■ Exercise prompt: Find "gray hair, that would be most appreciated." and "palm tree, that would be most appreciated." in the records below. Copy the lines holding them and every line between, exactly, and no others.

(Saved entries)
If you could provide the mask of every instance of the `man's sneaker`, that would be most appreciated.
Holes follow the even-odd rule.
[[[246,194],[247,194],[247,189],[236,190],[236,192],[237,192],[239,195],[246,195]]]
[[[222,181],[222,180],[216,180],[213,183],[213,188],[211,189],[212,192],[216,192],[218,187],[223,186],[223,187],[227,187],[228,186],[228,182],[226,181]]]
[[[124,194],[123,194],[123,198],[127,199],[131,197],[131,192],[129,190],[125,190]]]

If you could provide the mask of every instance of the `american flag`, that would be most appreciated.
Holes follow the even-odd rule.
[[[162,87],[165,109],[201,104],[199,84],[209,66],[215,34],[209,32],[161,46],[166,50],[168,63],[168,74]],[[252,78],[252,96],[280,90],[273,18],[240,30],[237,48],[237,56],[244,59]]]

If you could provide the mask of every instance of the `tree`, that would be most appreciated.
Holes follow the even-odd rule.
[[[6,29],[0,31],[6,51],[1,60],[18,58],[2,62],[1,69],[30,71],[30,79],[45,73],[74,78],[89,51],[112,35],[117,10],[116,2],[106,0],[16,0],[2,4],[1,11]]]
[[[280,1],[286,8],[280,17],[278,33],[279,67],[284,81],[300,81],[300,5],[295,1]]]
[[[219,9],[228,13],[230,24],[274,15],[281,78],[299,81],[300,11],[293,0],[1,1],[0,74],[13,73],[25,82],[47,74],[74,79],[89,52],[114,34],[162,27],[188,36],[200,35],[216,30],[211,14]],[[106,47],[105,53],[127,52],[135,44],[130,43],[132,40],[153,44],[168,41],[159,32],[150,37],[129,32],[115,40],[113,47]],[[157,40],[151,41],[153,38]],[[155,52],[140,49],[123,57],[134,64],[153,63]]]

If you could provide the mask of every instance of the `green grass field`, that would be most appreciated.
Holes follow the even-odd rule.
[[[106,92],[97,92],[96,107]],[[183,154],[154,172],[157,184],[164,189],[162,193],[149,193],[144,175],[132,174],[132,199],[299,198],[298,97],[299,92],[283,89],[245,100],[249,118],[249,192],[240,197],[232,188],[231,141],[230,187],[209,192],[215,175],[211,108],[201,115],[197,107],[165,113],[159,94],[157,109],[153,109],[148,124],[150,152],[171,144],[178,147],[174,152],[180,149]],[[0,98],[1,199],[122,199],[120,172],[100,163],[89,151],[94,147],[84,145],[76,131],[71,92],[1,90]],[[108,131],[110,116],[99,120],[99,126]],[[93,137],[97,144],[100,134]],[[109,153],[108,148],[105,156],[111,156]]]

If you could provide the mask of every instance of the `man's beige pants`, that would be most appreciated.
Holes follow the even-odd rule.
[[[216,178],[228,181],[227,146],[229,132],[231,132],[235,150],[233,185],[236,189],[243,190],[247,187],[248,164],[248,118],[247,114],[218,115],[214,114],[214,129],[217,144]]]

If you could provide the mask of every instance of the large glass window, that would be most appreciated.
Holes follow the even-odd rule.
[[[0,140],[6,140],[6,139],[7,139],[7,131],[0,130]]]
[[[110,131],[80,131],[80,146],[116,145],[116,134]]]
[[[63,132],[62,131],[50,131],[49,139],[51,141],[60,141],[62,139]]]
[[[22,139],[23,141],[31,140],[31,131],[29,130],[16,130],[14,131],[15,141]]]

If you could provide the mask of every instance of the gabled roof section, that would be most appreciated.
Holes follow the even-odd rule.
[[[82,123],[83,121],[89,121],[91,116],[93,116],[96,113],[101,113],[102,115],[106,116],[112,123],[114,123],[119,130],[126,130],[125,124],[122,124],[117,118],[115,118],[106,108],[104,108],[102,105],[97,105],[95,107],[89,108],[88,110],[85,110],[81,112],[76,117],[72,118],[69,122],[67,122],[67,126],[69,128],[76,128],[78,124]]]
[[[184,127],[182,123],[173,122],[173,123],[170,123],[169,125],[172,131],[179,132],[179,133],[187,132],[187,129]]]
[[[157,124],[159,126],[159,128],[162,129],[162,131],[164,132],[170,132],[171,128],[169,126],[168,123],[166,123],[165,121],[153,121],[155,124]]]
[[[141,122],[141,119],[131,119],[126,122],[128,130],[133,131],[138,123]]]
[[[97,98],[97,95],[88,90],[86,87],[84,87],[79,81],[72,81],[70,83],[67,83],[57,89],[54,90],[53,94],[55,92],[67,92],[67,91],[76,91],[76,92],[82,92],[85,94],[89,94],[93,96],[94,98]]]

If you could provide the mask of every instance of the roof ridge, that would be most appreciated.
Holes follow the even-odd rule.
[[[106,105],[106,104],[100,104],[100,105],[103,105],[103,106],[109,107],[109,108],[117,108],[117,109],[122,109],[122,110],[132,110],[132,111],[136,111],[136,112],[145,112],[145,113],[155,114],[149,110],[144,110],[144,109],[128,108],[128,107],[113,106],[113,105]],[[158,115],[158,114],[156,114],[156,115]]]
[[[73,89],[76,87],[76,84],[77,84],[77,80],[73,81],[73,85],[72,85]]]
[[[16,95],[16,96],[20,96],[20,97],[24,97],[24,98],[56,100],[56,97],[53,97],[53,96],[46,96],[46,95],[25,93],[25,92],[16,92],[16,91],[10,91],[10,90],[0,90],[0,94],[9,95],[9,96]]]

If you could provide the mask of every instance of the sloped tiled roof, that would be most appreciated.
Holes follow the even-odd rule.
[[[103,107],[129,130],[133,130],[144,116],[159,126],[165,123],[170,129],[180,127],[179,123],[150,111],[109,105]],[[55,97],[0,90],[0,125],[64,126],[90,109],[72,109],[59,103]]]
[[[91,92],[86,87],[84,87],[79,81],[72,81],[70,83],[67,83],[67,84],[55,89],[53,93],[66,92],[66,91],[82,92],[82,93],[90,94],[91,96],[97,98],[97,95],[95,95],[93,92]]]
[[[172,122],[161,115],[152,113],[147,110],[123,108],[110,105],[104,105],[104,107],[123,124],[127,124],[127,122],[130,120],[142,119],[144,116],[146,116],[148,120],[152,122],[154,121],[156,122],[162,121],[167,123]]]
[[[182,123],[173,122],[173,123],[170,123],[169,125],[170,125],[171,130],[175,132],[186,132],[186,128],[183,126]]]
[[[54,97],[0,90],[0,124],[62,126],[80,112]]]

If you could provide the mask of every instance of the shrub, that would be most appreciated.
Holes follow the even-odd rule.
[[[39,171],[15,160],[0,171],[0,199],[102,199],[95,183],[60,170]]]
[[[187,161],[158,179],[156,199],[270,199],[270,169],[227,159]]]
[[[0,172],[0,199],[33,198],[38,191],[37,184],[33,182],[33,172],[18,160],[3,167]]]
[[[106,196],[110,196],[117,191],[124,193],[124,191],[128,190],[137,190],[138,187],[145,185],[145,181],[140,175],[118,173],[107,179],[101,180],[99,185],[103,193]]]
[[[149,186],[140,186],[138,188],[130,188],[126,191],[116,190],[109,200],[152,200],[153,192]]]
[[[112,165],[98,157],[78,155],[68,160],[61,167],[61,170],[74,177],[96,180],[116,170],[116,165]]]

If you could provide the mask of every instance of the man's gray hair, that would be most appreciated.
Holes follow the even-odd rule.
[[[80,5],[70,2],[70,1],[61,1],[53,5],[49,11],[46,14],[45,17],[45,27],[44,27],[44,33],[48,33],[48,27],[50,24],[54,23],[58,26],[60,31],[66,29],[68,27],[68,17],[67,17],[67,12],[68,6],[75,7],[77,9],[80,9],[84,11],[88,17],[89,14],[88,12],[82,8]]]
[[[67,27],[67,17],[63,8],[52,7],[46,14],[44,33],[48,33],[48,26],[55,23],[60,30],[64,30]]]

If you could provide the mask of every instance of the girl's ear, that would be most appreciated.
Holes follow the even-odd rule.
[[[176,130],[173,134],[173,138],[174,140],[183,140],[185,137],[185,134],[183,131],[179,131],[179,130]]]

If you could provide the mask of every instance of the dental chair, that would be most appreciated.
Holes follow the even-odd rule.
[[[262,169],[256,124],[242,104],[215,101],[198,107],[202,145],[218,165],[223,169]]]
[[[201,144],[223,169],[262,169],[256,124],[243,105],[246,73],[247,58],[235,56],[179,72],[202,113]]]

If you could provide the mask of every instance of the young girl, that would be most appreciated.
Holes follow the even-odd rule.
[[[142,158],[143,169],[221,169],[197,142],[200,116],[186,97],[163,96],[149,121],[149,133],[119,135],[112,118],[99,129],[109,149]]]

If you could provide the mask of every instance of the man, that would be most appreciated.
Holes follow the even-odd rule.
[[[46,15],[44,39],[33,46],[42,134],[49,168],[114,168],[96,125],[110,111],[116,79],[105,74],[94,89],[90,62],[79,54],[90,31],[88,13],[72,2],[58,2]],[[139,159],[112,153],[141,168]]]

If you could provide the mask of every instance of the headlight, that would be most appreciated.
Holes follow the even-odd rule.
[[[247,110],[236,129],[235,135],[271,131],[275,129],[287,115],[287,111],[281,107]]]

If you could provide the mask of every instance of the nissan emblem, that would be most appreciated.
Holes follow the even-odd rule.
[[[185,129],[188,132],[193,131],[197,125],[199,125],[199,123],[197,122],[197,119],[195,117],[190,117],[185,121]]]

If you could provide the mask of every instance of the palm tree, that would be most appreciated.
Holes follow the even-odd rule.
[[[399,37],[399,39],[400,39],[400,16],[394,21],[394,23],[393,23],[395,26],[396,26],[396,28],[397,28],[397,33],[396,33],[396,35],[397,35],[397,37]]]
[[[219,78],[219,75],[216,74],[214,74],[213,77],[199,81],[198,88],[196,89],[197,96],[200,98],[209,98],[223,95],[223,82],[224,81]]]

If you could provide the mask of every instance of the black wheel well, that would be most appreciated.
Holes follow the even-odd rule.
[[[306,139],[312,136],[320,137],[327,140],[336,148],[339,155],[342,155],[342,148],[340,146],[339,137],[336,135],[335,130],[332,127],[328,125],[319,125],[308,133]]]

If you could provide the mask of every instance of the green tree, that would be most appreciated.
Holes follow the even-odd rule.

■ Solution:
If you could provide the mask of every instance of the man's gray hair, that would be most appreciated.
Holes follow the even-odd rule.
[[[80,5],[70,2],[70,1],[61,1],[53,5],[49,11],[46,14],[45,17],[45,27],[44,27],[44,33],[48,33],[48,27],[50,24],[54,23],[58,26],[60,31],[66,29],[68,27],[68,17],[67,17],[67,12],[68,6],[75,7],[77,9],[80,9],[84,11],[88,17],[89,14],[88,12],[82,8]]]
[[[67,27],[67,17],[63,8],[52,7],[46,14],[44,33],[48,33],[48,26],[55,23],[60,30],[64,30]]]

If you could provide the mask of every instance of the girl's ear, that would be most appreciated.
Holes follow the even-odd rule.
[[[176,130],[173,134],[173,138],[174,140],[183,140],[185,137],[185,134],[183,131],[179,131],[179,130]]]

If you could provide the mask of every instance of the dental chair, that would be most appreciated.
Holes follow the even-odd rule.
[[[262,169],[256,124],[242,104],[215,101],[198,107],[202,145],[218,165],[223,169]]]
[[[201,144],[223,169],[262,169],[256,124],[243,105],[246,73],[247,58],[235,56],[179,72],[202,113]]]

If you could provide the mask of every instance of the young girl, that would be most appreciated.
Holes follow the even-odd rule.
[[[142,158],[143,169],[221,169],[197,142],[200,116],[186,97],[163,96],[149,121],[149,133],[119,135],[112,118],[99,129],[109,149]]]

If you could provide the mask of every instance of the man, that would be most appreciated.
Holes follow the even-odd rule.
[[[46,15],[44,39],[33,46],[42,134],[49,168],[114,168],[96,125],[110,111],[116,79],[105,74],[94,89],[90,62],[79,54],[90,31],[88,13],[72,2],[58,2]],[[139,159],[112,153],[141,168]]]

If you could provide the mask of every instance of the headlight, that would be most appreciated.
Holes follow the even-odd rule.
[[[247,110],[236,129],[235,135],[271,131],[275,129],[287,115],[287,111],[281,107]]]

If you could provide the mask of every instance of the nissan emblem, that would be most appreciated.
Holes follow the even-odd rule.
[[[185,129],[188,132],[193,131],[197,125],[199,125],[199,123],[197,122],[197,119],[195,117],[190,117],[185,121]]]

If you could provide the mask of every instance of the palm tree, that would be most appreciated.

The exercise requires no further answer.